» **What the task requires**
Exact reproduction of the data is required, with images excluded.

» **Materials provided**
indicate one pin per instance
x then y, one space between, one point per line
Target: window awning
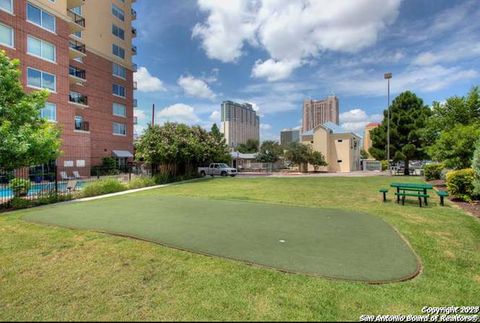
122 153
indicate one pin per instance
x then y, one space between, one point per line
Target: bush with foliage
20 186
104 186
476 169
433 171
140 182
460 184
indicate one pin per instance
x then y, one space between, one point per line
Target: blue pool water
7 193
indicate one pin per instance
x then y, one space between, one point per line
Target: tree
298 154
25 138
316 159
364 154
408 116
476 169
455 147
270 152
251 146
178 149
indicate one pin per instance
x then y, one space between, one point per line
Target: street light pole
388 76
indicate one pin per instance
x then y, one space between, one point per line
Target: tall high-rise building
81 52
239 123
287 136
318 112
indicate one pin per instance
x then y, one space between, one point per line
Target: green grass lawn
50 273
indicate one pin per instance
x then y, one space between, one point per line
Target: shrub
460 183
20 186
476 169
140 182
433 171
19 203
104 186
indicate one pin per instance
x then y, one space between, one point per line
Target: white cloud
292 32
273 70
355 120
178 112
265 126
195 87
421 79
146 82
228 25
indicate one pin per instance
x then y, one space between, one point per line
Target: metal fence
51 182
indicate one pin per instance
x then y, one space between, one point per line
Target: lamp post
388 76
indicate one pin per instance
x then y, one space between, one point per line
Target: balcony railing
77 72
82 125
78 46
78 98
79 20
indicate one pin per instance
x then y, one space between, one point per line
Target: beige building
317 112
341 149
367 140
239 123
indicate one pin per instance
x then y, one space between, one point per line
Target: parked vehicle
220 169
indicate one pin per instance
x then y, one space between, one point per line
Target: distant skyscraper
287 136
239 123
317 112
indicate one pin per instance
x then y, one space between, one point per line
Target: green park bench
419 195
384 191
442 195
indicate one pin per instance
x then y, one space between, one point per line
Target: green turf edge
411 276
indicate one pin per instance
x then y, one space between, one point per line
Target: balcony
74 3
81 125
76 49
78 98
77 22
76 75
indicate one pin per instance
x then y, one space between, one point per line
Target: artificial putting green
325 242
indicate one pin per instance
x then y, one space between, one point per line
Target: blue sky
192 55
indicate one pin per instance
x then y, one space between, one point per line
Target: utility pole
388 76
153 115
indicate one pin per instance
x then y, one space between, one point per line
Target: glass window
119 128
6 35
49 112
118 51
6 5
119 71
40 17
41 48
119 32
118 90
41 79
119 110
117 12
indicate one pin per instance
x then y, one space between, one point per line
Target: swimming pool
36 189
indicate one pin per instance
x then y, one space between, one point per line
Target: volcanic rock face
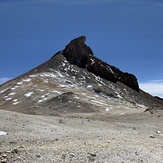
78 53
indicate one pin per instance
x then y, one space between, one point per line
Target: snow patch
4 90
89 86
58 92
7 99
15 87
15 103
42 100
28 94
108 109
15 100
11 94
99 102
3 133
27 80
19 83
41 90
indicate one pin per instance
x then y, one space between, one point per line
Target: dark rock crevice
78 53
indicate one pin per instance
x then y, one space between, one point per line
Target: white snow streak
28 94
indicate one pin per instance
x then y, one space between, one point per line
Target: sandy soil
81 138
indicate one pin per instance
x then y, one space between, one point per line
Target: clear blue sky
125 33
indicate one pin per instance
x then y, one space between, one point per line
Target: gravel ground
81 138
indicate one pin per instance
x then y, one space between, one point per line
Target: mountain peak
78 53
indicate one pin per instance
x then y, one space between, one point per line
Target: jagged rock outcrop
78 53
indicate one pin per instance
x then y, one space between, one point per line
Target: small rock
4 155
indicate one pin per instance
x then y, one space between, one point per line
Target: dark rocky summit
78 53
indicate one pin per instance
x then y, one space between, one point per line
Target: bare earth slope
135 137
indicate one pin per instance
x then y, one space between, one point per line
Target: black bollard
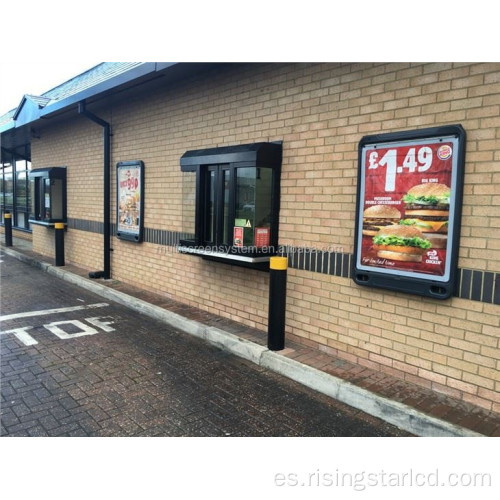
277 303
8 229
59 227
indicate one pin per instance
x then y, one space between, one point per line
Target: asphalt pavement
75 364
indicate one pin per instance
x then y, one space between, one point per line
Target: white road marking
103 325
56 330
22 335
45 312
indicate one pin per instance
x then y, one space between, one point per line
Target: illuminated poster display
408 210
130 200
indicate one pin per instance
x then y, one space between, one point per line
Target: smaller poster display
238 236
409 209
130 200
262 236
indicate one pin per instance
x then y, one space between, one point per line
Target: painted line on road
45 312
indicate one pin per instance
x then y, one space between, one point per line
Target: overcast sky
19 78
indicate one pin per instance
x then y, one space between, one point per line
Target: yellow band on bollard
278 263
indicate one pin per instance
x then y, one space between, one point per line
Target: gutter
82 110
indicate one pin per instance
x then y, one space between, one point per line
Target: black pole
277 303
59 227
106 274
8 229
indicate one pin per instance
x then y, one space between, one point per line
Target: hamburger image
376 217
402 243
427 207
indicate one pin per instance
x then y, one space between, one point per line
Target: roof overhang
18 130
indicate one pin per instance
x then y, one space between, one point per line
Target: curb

» **Result of this task**
indicate one pin per instance
x then y, one space between, one point per line
Target: window awning
122 153
indicate one pin per instance
x then y, one space between, one point per line
Target: bush with foliage
20 186
104 186
476 169
433 171
140 182
460 184
indicate one pin per instance
x then y, one space between, one point per line
Target: blue pool water
7 193
indicate one pin per instance
x then y, one space between, one point per line
Target: tree
298 154
25 138
316 159
364 154
408 116
476 169
455 147
270 152
251 146
178 149
indicate one pin per instance
x then y, one space between, one point per line
Target: street light pole
388 76
indicate one pin per instance
x then y, one space between, one point per line
Target: tall high-rise building
81 52
239 123
287 136
318 112
indicate one pin per instance
x then y, one space between, one point per line
Target: green grass lawn
50 273
indicate one pin per instance
x then y, one space between, one point per line
Target: shrub
460 183
20 186
476 169
140 182
433 171
19 203
104 186
indicate one pin per instance
x then y, one space between, one point per line
Target: white cloud
292 32
273 70
355 120
178 112
265 126
195 87
421 79
146 82
228 25
indicate one pin per instance
x then y, one space between, one point per line
Target: metal fence
51 182
indicate one pin per instance
x then y, one space between, one point per line
Target: lamp post
388 76
indicate one pin per instance
x then y, one space between, one point per line
Target: balcony railing
77 72
82 125
78 46
78 98
79 20
indicate one pin per instance
x then y, one space between, one point per line
Target: beige building
317 112
341 149
367 140
239 123
indicate one pin per instance
x then y, one space between, one point per line
Target: parked vehicle
220 169
indicate one pin per instance
x then y, one space between, one point per line
Target: distant skyscraper
287 136
239 123
317 112
indicate one pin per instance
x then y, one space between, one point per line
Target: green park bench
419 195
384 191
442 195
indicate one pin per instance
x then y, one space between, one point per line
Target: green turf edge
411 276
indicate one pin per instance
x then y, one space between, one point per line
Target: balcony
74 3
81 125
76 49
78 98
77 22
76 75
indicate one pin per instance
x then y, one space between, one point per line
Target: artificial putting green
325 242
indicate one pin per instance
x then y, one space between, one point per line
Target: blue sky
192 55
indicate one pin per instance
x then y, one space between, one point per line
Target: utility pole
388 76
153 115
indicate one pin per instance
x then y, one space between, one point per line
Target: glass window
119 128
6 35
49 112
118 51
6 5
119 71
40 17
41 48
119 32
118 90
41 79
119 110
117 12
indicate one pin per instance
x then y, one space between, one point per line
Target: swimming pool
36 189
indicate one pin per instance
x then y, one space between, one point per line
Target: volcanic rock face
78 53
indicate one pin per instance
x then y, one space between, one point per line
Target: snow patch
4 90
89 86
58 92
7 99
15 87
15 103
42 100
28 94
108 109
15 100
11 94
99 102
3 133
27 80
19 83
41 90
indicate one pin per instance
x then y, one space between, one point per line
Target: dark rock crevice
78 53
indicate one pin per instance
x then y, one space between, one point per line
Target: white snow streak
28 94
indicate one pin per instance
x then y, one space between, one point per line
Target: sandy soil
81 138
indicate one pin per instance
x then y, one space between, one point per line
Target: clear blue sky
125 33
indicate one pin per instance
x then y, one space between, one point per line
Target: gravel ground
81 138
indicate one pin per instance
x then y, one space between, one point per line
Target: mountain peak
78 53
indicate one pin per instance
x then y, one space between, one point per line
Target: jagged rock outcrop
78 53
indicate one pin per instance
x then y, one space between, one point per line
Target: small rock
4 155
indicate one pin per instance
x then y, one space between, one point per line
Target: dark rocky summit
78 53
indicate one pin per instance
x then y, one space between, one point per line
Target: bare earth slope
135 137
indicate one pin per instance
x then y, one space between, one point per line
Target: black bollard
277 303
8 229
59 227
indicate one pin per instance
x then y, one space between, one point per line
Target: asphalt pavement
75 364
indicate one pin per instance
x then y, one space between, one point per line
Target: white road marking
103 325
56 330
22 335
45 312
indicate one pin per instance
x then y, one space between, one point per line
Target: illuminated poster display
408 210
130 200
indicate one pin per instance
x then y, one space between, one point per line
Target: smaller poster display
238 236
409 209
130 200
262 236
indicate one pin per instance
x then y, one space between, one point per line
Target: painted line on road
45 312
indicate one pin per instance
x then y, one space between, one point per line
Target: overcast sky
19 78
indicate one pin per instance
x then y, one space between, one point per line
Target: yellow band on bollard
278 263
indicate one pin per instance
x then y, one space between, one point per line
Target: gutter
82 110
indicate one pin per instance
x then y, one space between, one point per line
Target: black pole
277 303
59 227
106 274
8 229
indicate one pin per instance
x then y, one space between, one point per line
Target: hamburger image
376 217
402 243
427 207
indicate one pin per instance
x then y, one space between, one point per line
Target: roof overhang
18 130
indicate one pin per instance
x then y, one space between, one point per line
Target: curb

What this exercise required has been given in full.